§ Exercise data
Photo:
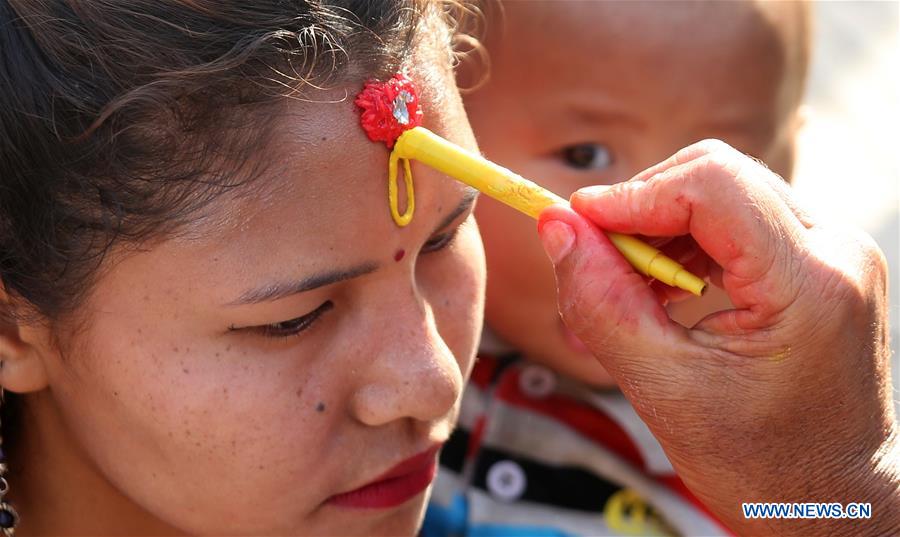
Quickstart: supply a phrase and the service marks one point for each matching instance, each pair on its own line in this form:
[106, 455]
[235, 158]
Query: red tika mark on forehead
[389, 108]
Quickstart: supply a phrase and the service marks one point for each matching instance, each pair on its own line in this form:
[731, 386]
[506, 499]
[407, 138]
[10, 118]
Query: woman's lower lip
[393, 490]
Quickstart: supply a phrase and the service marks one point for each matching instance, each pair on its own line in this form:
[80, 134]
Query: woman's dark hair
[114, 112]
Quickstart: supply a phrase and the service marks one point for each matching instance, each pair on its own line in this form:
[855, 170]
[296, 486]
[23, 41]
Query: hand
[787, 397]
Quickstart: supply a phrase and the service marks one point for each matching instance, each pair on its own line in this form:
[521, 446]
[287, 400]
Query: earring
[9, 519]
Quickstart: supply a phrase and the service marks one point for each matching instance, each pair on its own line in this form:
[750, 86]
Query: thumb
[602, 299]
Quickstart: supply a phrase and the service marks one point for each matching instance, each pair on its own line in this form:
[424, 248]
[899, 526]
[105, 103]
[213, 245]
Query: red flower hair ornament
[388, 110]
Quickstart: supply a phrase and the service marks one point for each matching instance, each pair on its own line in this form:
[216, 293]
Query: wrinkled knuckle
[712, 146]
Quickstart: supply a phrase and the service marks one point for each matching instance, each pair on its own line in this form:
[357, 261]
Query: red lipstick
[394, 487]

§ Stated task
Copy the records above exactly, omitting every picture.

§ Exercise result
Photo:
Quickstart: supply a phrase and the service marks one point for each matching instance, each pair on its own line in this form:
[106, 455]
[235, 158]
Query: red tika mark on forehead
[389, 108]
Quickstart: supply a phrase and the service marks one point for each matching instance, each pair on its own line in this form:
[731, 386]
[506, 499]
[407, 138]
[10, 118]
Query: woman's lower lip
[393, 490]
Quickstart: supply a phrase and the service marks one point for each matching instance, each pair on its own line in this form:
[80, 134]
Query: woman's dark hair
[114, 112]
Quickstart: supply a phrase and the service marks one point for each matching instance, each pair on its own line in this form:
[855, 170]
[296, 486]
[23, 41]
Query: hand
[787, 397]
Quickstart: supply a phrase and the service marks one point for each matching instance, each pair on its own line in this form:
[521, 446]
[287, 400]
Query: earring
[9, 519]
Quickstart: supply a phrase and the service marks one point for each matching instance, each pair on its own line in this form:
[750, 86]
Query: thumb
[602, 299]
Quickstart: supply a phrase and the service marks one point for each matching instance, each pair on its own line in this form:
[424, 248]
[899, 526]
[105, 103]
[213, 245]
Query: red flower hair ornament
[388, 110]
Quickstart: supply a phrase and the service marks one point for each matching instance, each pair on its own line in this form:
[216, 293]
Query: wrinkled knuckle
[712, 146]
Quickstart: supply a phrase and the service marks one point for each matching instance, each pair on its own line in this form:
[357, 261]
Query: red lipstick
[394, 487]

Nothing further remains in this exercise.